====== Text segment ======

Earthworms in Your Garden: What You Need to Know

Earthworms in Your Garden: What You Need to Know

The earthworm is one of your greatest allies in the garden. Nicknamed, “nature’s plow,” it can push through tough soil, creating burrows and loosening the ground so that air and water can pass through, and roots are able to expand.

A single acre of cultivated land can be home to as many as 500,000 earthworms, according to Organic Gardening. Each one of those critters is busy at work tending to your soil and plants. Here are a few ways earthworms contribute to your garden:

  • Natural Fertilizer: After organic matter passes through an earthworm’s digestive system, it’s excreted as granular, dark “castings.” Each day, earthworms produce their weight in castings, and these tiny piles add all kinds of nutrients to soil. It’s the best natural fertlizer on the market!
  • Bacteria Eliminators: When earthworms carve out tunnels in soil, the air that’s left behind helps break down bacteria in the ground.
  • Humus Producers:It usually takes a lot of composting to create humus, a dark, rich soil that plants love. Earthworms can give the process a major kick-start. They speed up the breakdown of compost, putting you in the express lane for humus creation.
  • Detox: Earthworms tend to clear out unwanted leaves, grass, fungal spores and debris from the garden, assisting you in maintaining healthy soil. They eat their body weight in organic matter every day, reports Grow This!

The life cycle of an earthworm is fairly straightforward. At this time of year, most of the worms you’ll find are very young or protected by egg capsules. Once we get into fall, more young worms will appear. Wet weather is when earthworms are at their peak in terms of garden activity. They’ll dig burrows and consume more organic matter, which results in richer, healthier soil. Eventually more eggs are laid, and once it’s winter you’ll find a mix of mature and young earthworms, along with the eggs. By spring, most earthworms are mature. The cycle continues to repeat itself, and activity remains strong as long as your soil stays damp.

====== Study material ======

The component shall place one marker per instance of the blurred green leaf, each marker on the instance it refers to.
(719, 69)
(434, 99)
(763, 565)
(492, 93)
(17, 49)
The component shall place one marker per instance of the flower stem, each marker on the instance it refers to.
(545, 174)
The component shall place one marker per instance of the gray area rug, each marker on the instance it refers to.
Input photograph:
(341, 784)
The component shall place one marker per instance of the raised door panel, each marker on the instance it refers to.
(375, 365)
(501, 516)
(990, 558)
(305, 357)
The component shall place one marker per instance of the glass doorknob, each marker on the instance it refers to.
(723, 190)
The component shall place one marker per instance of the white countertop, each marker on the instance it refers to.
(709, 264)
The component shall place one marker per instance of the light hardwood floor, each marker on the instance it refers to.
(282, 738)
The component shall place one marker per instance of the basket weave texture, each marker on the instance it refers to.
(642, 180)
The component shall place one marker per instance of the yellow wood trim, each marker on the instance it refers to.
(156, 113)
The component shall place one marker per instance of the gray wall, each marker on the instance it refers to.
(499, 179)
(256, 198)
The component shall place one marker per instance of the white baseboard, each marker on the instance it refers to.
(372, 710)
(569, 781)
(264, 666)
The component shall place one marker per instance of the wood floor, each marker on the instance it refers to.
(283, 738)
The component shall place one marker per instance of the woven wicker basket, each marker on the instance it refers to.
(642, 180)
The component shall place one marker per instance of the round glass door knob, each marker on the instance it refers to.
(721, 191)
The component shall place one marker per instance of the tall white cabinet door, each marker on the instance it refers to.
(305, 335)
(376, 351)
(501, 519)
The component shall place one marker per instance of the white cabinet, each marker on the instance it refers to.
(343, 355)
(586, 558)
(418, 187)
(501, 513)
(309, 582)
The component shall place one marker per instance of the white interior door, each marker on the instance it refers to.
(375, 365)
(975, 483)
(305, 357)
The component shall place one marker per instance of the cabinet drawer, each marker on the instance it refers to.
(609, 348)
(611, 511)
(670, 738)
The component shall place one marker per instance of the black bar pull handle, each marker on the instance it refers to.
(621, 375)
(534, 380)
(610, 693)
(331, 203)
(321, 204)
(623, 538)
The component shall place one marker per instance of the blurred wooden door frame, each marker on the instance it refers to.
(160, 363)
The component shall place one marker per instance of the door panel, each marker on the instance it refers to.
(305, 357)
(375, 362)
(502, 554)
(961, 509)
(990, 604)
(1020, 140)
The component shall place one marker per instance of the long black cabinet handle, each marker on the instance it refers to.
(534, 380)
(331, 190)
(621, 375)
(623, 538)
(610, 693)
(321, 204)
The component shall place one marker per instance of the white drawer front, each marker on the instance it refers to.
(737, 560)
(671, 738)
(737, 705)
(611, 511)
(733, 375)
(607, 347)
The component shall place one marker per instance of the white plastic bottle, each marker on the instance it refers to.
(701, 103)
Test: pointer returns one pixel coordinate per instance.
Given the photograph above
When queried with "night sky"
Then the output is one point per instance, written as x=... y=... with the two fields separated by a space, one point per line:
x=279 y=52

======

#### Work order 1
Reproduce the stretch of the earthworm article from "The earthworm is" through "able to expand.", substituting "helpers" for "allies".
#### Work order 2
According to the earthworm article, how many earthworms can a single acre of cultivated land hold?
#### Work order 3
Continue the earthworm article from its final sentence.

#### Task response 1
The earthworm is one of your greatest helpers in the garden. Nicknamed, “nature’s plow,” it can push through tough soil, creating burrows and loosening the ground so that air and water can pass through, and roots are able to expand.

#### Task response 2
As many as 500,000.

#### Task response 3
If you’re worried that your garden helpers might freeze during winter, you can protect them with mulch or a cover crop, which also provides the earthworms with a food source.

Looking to boost your earthworm population? You’ve got a few options. Adding organic matter is a surefire way to attract them. Garden clippings, grass, leaves, semi-rotted compost and animal manure are earthworm magnets. Nitrogen-rich compost is also a favorite. Just be sure to avoid synthetic nitrogen-based fertilizers. Worms are acutely aware of chemical and physical changes in their habitat, and they’ll abandon an area that’s satured in salty chemical fertilizer. You may also want to consider purchasing a “worm bin” and taking part in what’s called vermiculture. A worm bin kept in a cool, dark place like your basement can double as a composting system for kitchen scraps and a ready supply of worm castings for your garden.